**INSTRUCTION**
Can you rewrite all of the material below with "pixel coordinates" changed to "image coordinates" throughout and nothing else altered? Leave the pictures out of your answer.

**RECORDS FOR THIS EXERCISE**
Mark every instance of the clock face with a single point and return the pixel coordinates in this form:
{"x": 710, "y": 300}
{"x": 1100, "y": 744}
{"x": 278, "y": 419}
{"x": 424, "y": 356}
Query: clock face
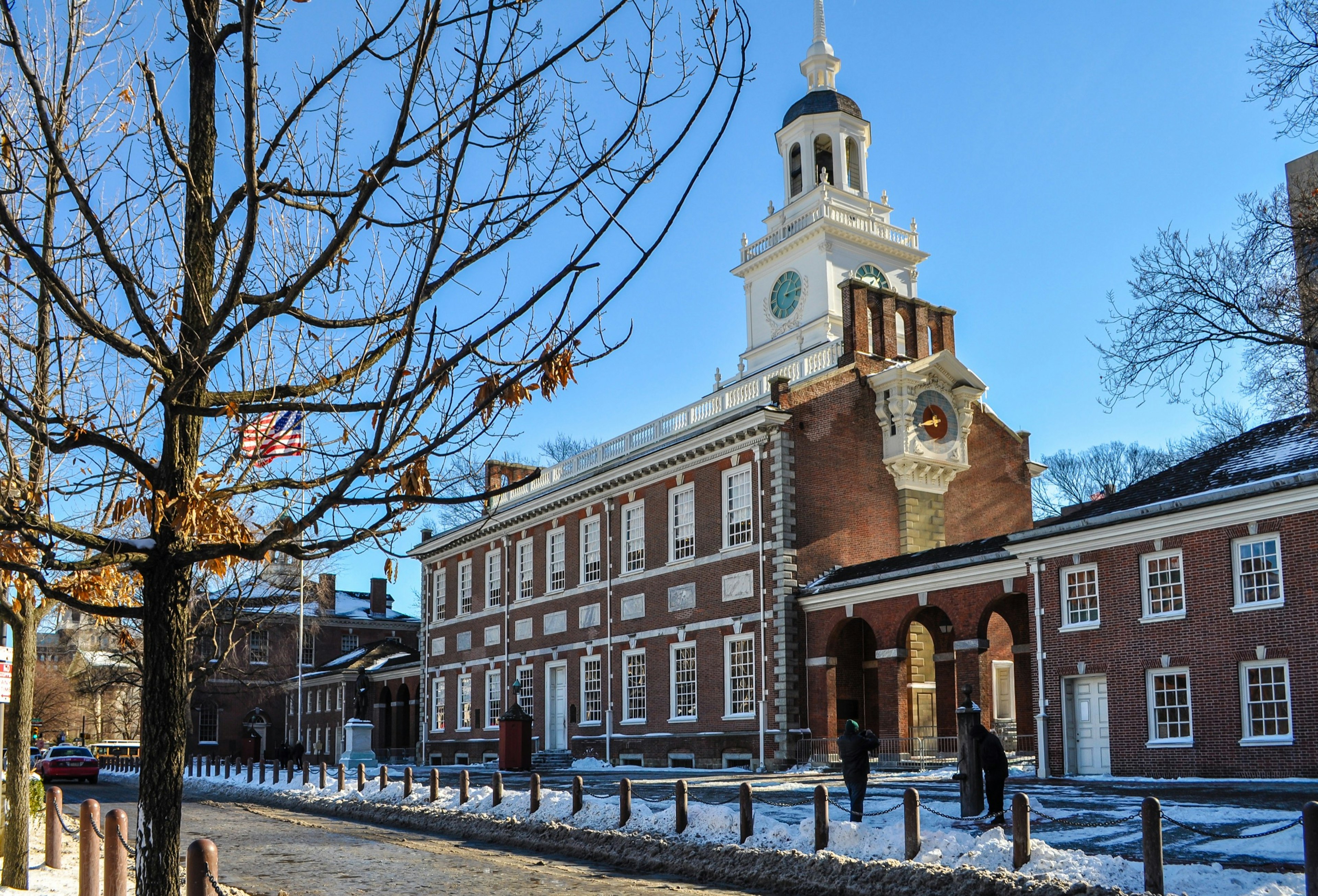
{"x": 935, "y": 421}
{"x": 786, "y": 296}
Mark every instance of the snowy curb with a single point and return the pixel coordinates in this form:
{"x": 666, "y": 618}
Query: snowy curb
{"x": 800, "y": 874}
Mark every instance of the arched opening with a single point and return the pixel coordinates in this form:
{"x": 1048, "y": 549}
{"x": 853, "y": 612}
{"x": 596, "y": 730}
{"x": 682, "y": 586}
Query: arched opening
{"x": 824, "y": 160}
{"x": 856, "y": 692}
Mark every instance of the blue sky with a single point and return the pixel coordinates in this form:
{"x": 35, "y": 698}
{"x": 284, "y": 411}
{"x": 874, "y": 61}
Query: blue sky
{"x": 1039, "y": 147}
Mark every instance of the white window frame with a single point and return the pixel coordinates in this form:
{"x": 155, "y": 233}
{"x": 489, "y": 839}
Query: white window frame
{"x": 1241, "y": 607}
{"x": 494, "y": 699}
{"x": 1146, "y": 589}
{"x": 1266, "y": 740}
{"x": 598, "y": 662}
{"x": 559, "y": 566}
{"x": 1063, "y": 588}
{"x": 494, "y": 578}
{"x": 1155, "y": 741}
{"x": 525, "y": 568}
{"x": 728, "y": 676}
{"x": 675, "y": 522}
{"x": 585, "y": 555}
{"x": 725, "y": 505}
{"x": 464, "y": 707}
{"x": 628, "y": 715}
{"x": 437, "y": 703}
{"x": 674, "y": 649}
{"x": 464, "y": 588}
{"x": 633, "y": 513}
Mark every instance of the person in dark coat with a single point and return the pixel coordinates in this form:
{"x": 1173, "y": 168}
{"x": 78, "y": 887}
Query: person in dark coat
{"x": 853, "y": 749}
{"x": 993, "y": 762}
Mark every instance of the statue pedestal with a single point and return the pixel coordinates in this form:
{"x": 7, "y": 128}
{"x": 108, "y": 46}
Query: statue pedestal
{"x": 358, "y": 744}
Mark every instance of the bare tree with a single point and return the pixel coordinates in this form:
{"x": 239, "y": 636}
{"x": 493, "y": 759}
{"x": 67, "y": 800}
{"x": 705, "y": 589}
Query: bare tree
{"x": 368, "y": 250}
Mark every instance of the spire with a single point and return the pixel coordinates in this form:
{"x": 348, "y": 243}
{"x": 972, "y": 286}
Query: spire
{"x": 820, "y": 66}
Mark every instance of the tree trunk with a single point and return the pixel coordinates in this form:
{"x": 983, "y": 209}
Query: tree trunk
{"x": 16, "y": 725}
{"x": 165, "y": 715}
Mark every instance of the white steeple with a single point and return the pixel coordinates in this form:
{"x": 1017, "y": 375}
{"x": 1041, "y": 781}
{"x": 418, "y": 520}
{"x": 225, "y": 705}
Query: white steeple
{"x": 820, "y": 66}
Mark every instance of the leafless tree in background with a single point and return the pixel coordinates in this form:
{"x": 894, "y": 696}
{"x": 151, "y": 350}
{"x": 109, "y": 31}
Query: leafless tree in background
{"x": 400, "y": 220}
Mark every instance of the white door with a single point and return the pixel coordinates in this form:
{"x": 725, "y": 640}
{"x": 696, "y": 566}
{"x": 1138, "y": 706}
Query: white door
{"x": 557, "y": 713}
{"x": 1093, "y": 756}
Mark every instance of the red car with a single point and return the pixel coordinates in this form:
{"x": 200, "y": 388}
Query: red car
{"x": 69, "y": 762}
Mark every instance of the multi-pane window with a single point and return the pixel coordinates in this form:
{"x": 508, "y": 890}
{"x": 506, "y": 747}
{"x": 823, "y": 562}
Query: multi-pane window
{"x": 525, "y": 568}
{"x": 1170, "y": 705}
{"x": 591, "y": 550}
{"x": 741, "y": 675}
{"x": 634, "y": 537}
{"x": 1258, "y": 570}
{"x": 592, "y": 693}
{"x": 494, "y": 579}
{"x": 1080, "y": 596}
{"x": 527, "y": 696}
{"x": 682, "y": 522}
{"x": 464, "y": 588}
{"x": 1164, "y": 588}
{"x": 1266, "y": 695}
{"x": 259, "y": 647}
{"x": 555, "y": 547}
{"x": 683, "y": 682}
{"x": 464, "y": 703}
{"x": 634, "y": 686}
{"x": 437, "y": 704}
{"x": 209, "y": 724}
{"x": 737, "y": 524}
{"x": 494, "y": 698}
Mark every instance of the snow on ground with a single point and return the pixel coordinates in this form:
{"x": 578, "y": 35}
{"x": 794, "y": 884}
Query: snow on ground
{"x": 793, "y": 828}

**COMPLETE OUTPUT**
Mark every instance of the clock face with a single point and return the image coordinates in this form:
{"x": 710, "y": 300}
{"x": 1100, "y": 744}
{"x": 278, "y": 419}
{"x": 424, "y": 356}
Query: clock face
{"x": 935, "y": 421}
{"x": 786, "y": 296}
Mark every instance of the snowy curb with a single point and return the image coordinates in this form:
{"x": 666, "y": 618}
Query: snowy curb
{"x": 800, "y": 874}
Mark every instance of the arched opening with a single point and return the image coordinates in this form:
{"x": 1048, "y": 549}
{"x": 853, "y": 612}
{"x": 596, "y": 730}
{"x": 682, "y": 586}
Query: arched opening
{"x": 824, "y": 160}
{"x": 856, "y": 692}
Mark every instance of the blue sky with a single point and return the image coordinates in this form:
{"x": 35, "y": 698}
{"x": 284, "y": 411}
{"x": 874, "y": 61}
Query: blue sky
{"x": 1039, "y": 147}
Mark every instance of the white window frame with a single point and return the image coordinates in this form:
{"x": 155, "y": 233}
{"x": 489, "y": 839}
Query: white window frame
{"x": 1241, "y": 607}
{"x": 494, "y": 699}
{"x": 1146, "y": 589}
{"x": 1266, "y": 740}
{"x": 598, "y": 662}
{"x": 559, "y": 566}
{"x": 1063, "y": 588}
{"x": 494, "y": 578}
{"x": 1155, "y": 741}
{"x": 525, "y": 568}
{"x": 728, "y": 676}
{"x": 675, "y": 522}
{"x": 585, "y": 555}
{"x": 725, "y": 505}
{"x": 464, "y": 707}
{"x": 628, "y": 715}
{"x": 437, "y": 703}
{"x": 674, "y": 649}
{"x": 464, "y": 588}
{"x": 633, "y": 513}
Mark every instance of the person in dark coat with a single point and return the image coordinates in this form:
{"x": 1173, "y": 168}
{"x": 78, "y": 887}
Query: person in dark coat
{"x": 853, "y": 749}
{"x": 993, "y": 762}
Mark every instance of the statue pedestal with a single point and return the image coordinates in this form:
{"x": 7, "y": 128}
{"x": 108, "y": 46}
Query: statue pedestal
{"x": 358, "y": 744}
Mark every instance of the bare tree with a single point and return the image coordinates in this form:
{"x": 239, "y": 636}
{"x": 493, "y": 759}
{"x": 67, "y": 800}
{"x": 705, "y": 589}
Query: bare tree
{"x": 368, "y": 250}
Mark every instance of the spire with a single point and return the image coordinates in this form:
{"x": 348, "y": 243}
{"x": 972, "y": 286}
Query: spire
{"x": 820, "y": 66}
Mark every instance of the tree trunk with a single point and return the image coordinates in this form:
{"x": 983, "y": 209}
Query: tree trunk
{"x": 16, "y": 725}
{"x": 165, "y": 715}
Mark every instance of the white steeple with a single point and return the image coordinates in this form:
{"x": 1017, "y": 375}
{"x": 1041, "y": 781}
{"x": 418, "y": 520}
{"x": 225, "y": 705}
Query: white steeple
{"x": 820, "y": 66}
Mark every instance of the leafless tree in background with a single point and return the image coordinates in this form:
{"x": 894, "y": 696}
{"x": 151, "y": 350}
{"x": 109, "y": 31}
Query: leafless tree in background
{"x": 400, "y": 220}
Mark every instance of the white door with a single point and return the image coordinates in this form:
{"x": 725, "y": 640}
{"x": 696, "y": 566}
{"x": 1138, "y": 706}
Query: white door
{"x": 557, "y": 713}
{"x": 1093, "y": 756}
Mark every instance of the red car with a single point and return the image coordinates in this form:
{"x": 200, "y": 388}
Query: red car
{"x": 69, "y": 762}
Mark every instance of the multi-pane window with a single point and return the image coordinates in this form:
{"x": 508, "y": 890}
{"x": 506, "y": 747}
{"x": 823, "y": 562}
Query: multi-pane window
{"x": 525, "y": 568}
{"x": 1170, "y": 705}
{"x": 591, "y": 550}
{"x": 741, "y": 675}
{"x": 634, "y": 537}
{"x": 1258, "y": 570}
{"x": 592, "y": 693}
{"x": 494, "y": 579}
{"x": 1080, "y": 596}
{"x": 527, "y": 696}
{"x": 682, "y": 522}
{"x": 464, "y": 588}
{"x": 1164, "y": 588}
{"x": 1266, "y": 695}
{"x": 259, "y": 647}
{"x": 555, "y": 547}
{"x": 683, "y": 682}
{"x": 464, "y": 703}
{"x": 634, "y": 686}
{"x": 437, "y": 704}
{"x": 209, "y": 724}
{"x": 737, "y": 524}
{"x": 494, "y": 698}
Mark every instance of the snow on ground with a single point and return the image coordinates in this form:
{"x": 578, "y": 35}
{"x": 794, "y": 884}
Query: snow on ground
{"x": 793, "y": 828}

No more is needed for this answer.